What is needed is an exact transcription of every entry below, with the pictures left out.

Supplied records Start Marker

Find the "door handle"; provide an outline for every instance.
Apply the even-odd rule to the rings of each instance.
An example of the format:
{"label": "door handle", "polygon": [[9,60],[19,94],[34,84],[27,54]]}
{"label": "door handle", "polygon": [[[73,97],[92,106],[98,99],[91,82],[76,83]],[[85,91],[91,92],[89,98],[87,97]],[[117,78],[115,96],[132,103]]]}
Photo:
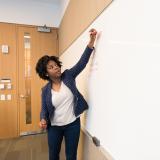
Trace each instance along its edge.
{"label": "door handle", "polygon": [[28,96],[23,95],[23,94],[20,94],[19,97],[22,98],[22,99],[28,98]]}

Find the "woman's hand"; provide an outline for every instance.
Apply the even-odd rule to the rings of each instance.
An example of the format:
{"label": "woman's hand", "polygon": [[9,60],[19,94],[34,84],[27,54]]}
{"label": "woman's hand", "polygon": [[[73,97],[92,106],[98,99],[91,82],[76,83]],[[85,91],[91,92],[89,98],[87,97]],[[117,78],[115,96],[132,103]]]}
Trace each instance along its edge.
{"label": "woman's hand", "polygon": [[41,129],[46,129],[47,128],[47,122],[45,119],[41,119],[41,121],[39,122],[39,127]]}
{"label": "woman's hand", "polygon": [[94,28],[92,28],[89,32],[90,32],[90,41],[88,43],[88,47],[93,48],[94,42],[96,39],[96,35],[97,35],[97,31]]}

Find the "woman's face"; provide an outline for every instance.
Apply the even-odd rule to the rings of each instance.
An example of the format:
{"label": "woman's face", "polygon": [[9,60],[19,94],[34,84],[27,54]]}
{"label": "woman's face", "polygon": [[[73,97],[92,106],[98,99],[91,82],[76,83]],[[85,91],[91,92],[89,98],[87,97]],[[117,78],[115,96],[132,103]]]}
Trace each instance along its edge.
{"label": "woman's face", "polygon": [[55,61],[50,60],[47,64],[47,74],[50,79],[57,79],[61,76],[61,67]]}

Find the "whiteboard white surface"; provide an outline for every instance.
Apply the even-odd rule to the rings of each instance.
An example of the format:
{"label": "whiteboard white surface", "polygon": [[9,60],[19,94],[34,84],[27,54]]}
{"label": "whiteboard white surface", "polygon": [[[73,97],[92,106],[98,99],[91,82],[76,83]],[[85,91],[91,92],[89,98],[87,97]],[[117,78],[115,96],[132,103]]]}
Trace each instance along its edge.
{"label": "whiteboard white surface", "polygon": [[61,56],[75,64],[99,33],[77,78],[90,109],[86,129],[115,160],[160,159],[160,1],[115,0]]}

Supplied records End Marker

▸ Solution to the exercise:
Find the "door handle"; provide an outline for every instance.
Apply the even-odd rule to the rings of each instance.
An example of the format:
{"label": "door handle", "polygon": [[9,60],[19,94],[34,84],[27,54]]}
{"label": "door handle", "polygon": [[[73,97],[92,106],[98,99],[91,82],[76,83]],[[85,91],[91,92],[89,98],[87,97]],[[117,78],[115,96],[132,103]]]}
Photo:
Trace each instance along its edge.
{"label": "door handle", "polygon": [[28,96],[23,95],[23,94],[20,94],[19,97],[22,98],[22,99],[28,98]]}

Find the "woman's hand"; provide an outline for every instance.
Apply the even-odd rule to the rings of each instance.
An example of the format:
{"label": "woman's hand", "polygon": [[9,60],[19,94],[34,84],[27,54]]}
{"label": "woman's hand", "polygon": [[[73,97],[92,106],[98,99],[91,82],[76,83]],[[85,91],[91,92],[89,98],[87,97]],[[117,78],[115,96],[132,103]]]}
Trace each instance along its edge.
{"label": "woman's hand", "polygon": [[41,129],[46,129],[47,128],[47,122],[45,119],[41,119],[41,121],[39,122],[39,127]]}
{"label": "woman's hand", "polygon": [[94,28],[92,28],[89,32],[90,32],[90,41],[88,43],[88,47],[93,48],[94,42],[96,39],[96,35],[97,35],[97,31]]}

Find the "woman's face"; provide an outline for every instance.
Apply the even-odd rule to the rings of each instance.
An example of the format:
{"label": "woman's face", "polygon": [[9,60],[19,94],[34,84],[27,54]]}
{"label": "woman's face", "polygon": [[[73,97],[92,106],[98,99],[91,82],[76,83]],[[85,91],[91,92],[89,98],[87,97]],[[117,78],[115,96],[132,103]]]}
Trace each instance along its edge.
{"label": "woman's face", "polygon": [[55,61],[50,60],[47,64],[47,74],[50,79],[57,79],[61,76],[61,67]]}

Find the "whiteboard white surface"; provide an outline for every instance.
Apply the even-odd rule to the rings of each instance.
An example of the format:
{"label": "whiteboard white surface", "polygon": [[9,60],[19,94],[34,84],[27,54]]}
{"label": "whiteboard white surface", "polygon": [[[73,97],[92,106],[98,99],[91,82],[76,83]],[[85,91],[91,92],[89,98],[87,97]],[[117,78],[115,96],[132,103]]]}
Trace each instance along its edge.
{"label": "whiteboard white surface", "polygon": [[61,56],[75,64],[99,33],[77,78],[90,109],[86,129],[115,160],[160,159],[160,1],[115,0]]}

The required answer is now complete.